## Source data

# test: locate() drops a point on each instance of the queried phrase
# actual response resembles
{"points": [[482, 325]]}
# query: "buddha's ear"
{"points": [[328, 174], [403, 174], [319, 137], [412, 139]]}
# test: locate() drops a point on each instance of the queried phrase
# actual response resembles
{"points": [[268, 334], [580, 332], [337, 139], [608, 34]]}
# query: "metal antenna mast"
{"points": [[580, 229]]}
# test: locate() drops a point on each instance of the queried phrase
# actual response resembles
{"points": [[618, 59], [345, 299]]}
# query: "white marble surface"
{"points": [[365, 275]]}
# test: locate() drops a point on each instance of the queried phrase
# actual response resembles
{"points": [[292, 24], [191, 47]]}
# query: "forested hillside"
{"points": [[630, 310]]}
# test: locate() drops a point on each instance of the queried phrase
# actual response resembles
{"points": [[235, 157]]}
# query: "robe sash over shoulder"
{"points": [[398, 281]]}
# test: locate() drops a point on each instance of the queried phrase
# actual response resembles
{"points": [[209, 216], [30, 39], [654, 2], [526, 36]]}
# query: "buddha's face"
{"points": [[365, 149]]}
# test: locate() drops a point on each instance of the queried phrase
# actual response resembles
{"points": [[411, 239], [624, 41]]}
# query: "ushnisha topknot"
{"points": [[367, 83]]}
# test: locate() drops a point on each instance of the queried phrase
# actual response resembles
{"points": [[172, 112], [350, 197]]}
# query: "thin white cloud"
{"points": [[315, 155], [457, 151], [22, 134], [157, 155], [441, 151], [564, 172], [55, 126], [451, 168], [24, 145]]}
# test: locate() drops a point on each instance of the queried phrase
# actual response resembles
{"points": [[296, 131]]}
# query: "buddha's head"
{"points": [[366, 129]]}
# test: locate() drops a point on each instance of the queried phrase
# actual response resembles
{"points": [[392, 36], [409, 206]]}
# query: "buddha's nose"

## What is needed
Restate all of the entries exactly, please.

## Output
# test: locate() drops a point on each instance of the queried phrase
# actual response resembles
{"points": [[482, 325]]}
# query: "buddha's ear"
{"points": [[328, 174], [403, 174], [319, 137], [412, 139]]}
# test: locate() drops a point on each instance of the queried phrase
# actual response resembles
{"points": [[268, 334], [580, 332], [337, 139], [608, 34]]}
# query: "metal antenna mast"
{"points": [[580, 229]]}
# test: locate() drops a point on each instance of the queried phrase
# actual response resembles
{"points": [[618, 59], [345, 299]]}
# query: "white marble surface"
{"points": [[365, 275]]}
# test: locate() drops a point on each instance of the queried phrase
# actual response resembles
{"points": [[292, 24], [191, 47]]}
# query: "forested hillside"
{"points": [[630, 310]]}
# test: locate() drops a point on each instance of the queried phrase
# actual response resembles
{"points": [[235, 157]]}
# query: "robe sash over shoulder"
{"points": [[398, 281]]}
# test: locate() drops a point on each instance of the queried phrase
# actual response resembles
{"points": [[209, 216], [30, 39], [654, 2], [526, 36]]}
# query: "buddha's face"
{"points": [[365, 149]]}
# test: locate() drops a point on each instance of the queried phrase
# actual response resembles
{"points": [[411, 239], [624, 41]]}
# query: "ushnisha topknot"
{"points": [[367, 83]]}
# test: locate() drops a point on each instance of the queried phrase
# actual response resembles
{"points": [[172, 112], [350, 197]]}
# query: "thin white cloud"
{"points": [[315, 155], [457, 151], [22, 134], [157, 155], [441, 151], [564, 172], [55, 126], [451, 168], [24, 145]]}
# test: locate() drops a point on each instance of the queried phrase
# actual response resembles
{"points": [[296, 131]]}
# query: "buddha's head"
{"points": [[366, 129]]}
# test: locate() drops a point on each instance of the queried phrase
# actual response resembles
{"points": [[392, 36], [409, 206]]}
# query: "buddha's nose"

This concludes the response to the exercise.